--- Begin INPUT DATA ---

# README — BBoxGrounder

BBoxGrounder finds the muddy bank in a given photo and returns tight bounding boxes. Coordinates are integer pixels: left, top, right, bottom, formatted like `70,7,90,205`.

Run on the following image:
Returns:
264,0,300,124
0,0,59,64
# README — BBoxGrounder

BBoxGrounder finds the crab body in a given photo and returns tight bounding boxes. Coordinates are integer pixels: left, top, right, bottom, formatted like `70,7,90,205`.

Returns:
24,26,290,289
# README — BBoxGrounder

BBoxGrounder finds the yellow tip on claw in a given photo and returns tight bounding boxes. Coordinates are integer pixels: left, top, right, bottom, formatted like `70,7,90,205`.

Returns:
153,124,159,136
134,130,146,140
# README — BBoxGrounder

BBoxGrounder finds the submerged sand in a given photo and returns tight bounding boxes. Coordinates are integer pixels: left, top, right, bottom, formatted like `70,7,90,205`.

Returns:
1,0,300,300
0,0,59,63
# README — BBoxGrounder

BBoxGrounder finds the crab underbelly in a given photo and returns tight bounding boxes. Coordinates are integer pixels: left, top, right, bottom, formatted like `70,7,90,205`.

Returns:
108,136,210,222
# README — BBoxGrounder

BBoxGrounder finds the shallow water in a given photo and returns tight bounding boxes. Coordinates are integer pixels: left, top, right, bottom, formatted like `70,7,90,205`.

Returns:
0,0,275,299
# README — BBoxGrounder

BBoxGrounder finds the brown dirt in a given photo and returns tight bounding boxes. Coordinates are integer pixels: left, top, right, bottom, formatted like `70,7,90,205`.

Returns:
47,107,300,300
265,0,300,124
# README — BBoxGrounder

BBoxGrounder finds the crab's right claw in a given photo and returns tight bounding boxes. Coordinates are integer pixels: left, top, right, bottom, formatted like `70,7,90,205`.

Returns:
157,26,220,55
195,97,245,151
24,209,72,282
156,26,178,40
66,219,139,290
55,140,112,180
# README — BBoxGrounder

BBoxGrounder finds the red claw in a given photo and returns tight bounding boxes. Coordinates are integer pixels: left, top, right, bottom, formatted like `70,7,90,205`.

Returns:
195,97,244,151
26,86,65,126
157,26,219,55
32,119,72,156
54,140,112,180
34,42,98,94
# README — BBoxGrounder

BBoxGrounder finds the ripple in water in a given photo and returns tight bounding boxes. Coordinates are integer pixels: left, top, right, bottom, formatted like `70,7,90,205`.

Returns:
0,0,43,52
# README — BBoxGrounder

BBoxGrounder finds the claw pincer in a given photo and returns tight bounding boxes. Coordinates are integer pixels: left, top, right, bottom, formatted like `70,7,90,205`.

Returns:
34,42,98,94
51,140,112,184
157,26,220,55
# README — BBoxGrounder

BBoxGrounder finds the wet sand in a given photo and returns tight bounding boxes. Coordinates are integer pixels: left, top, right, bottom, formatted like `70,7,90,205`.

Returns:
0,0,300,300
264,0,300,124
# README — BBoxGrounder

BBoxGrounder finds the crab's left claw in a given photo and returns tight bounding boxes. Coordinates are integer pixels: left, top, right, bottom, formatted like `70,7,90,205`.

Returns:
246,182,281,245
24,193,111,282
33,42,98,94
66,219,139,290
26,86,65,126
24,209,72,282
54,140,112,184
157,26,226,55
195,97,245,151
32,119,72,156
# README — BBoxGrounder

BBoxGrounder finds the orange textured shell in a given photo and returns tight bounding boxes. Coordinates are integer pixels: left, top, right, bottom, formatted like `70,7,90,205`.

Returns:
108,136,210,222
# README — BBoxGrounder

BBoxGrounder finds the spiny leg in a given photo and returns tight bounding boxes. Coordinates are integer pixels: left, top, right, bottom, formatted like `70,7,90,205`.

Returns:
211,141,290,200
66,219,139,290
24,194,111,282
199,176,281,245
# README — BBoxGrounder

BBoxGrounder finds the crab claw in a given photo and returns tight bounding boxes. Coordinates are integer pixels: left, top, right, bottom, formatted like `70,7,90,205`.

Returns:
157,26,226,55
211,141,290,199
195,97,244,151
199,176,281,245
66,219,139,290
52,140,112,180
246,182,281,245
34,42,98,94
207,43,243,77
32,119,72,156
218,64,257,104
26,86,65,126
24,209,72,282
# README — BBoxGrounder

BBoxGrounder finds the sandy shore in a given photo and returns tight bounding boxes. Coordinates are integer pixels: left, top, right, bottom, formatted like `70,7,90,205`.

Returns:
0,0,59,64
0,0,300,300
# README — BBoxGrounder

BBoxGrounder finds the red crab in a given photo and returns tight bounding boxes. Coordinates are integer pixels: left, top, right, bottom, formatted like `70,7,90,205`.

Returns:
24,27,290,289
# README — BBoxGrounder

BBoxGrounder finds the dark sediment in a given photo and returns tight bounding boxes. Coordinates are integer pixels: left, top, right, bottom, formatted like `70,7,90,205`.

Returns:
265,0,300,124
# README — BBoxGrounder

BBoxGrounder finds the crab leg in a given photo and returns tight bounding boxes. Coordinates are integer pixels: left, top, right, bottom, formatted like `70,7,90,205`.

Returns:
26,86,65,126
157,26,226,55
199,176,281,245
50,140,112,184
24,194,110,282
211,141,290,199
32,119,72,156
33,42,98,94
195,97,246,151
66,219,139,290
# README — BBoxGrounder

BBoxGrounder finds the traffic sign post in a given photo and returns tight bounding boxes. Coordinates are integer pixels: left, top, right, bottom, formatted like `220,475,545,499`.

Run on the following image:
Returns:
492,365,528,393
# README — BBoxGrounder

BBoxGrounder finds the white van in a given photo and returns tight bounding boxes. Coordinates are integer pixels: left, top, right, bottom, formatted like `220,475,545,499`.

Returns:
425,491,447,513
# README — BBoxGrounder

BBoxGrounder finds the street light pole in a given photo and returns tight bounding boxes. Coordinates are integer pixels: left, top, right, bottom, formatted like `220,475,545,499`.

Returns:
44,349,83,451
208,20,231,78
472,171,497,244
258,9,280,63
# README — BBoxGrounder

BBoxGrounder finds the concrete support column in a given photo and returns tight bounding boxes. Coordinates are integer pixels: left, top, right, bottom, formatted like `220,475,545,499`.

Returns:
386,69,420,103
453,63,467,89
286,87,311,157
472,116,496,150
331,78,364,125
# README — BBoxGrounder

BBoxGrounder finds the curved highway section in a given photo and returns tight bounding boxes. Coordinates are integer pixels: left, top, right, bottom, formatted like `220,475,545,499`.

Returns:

--- End INPUT DATA ---

▸ YOUR OBJECTIVE
Can you filter the material above down to only the lines that contain the word "water", copying each of those lines in full?

▸ COMPLETE ANSWER
BBoxGrounder finds the shallow water in a given photo and returns tight bounding boxes. Coordinates are integer pixels: left, top, right, bottom, formatted like `70,7,90,205`.
BBoxGrounder finds the ripple in water in a given photo and returns tight bounding boxes. Coordinates are integer pixels: left, top, right, bottom, formatted like `70,7,90,205`.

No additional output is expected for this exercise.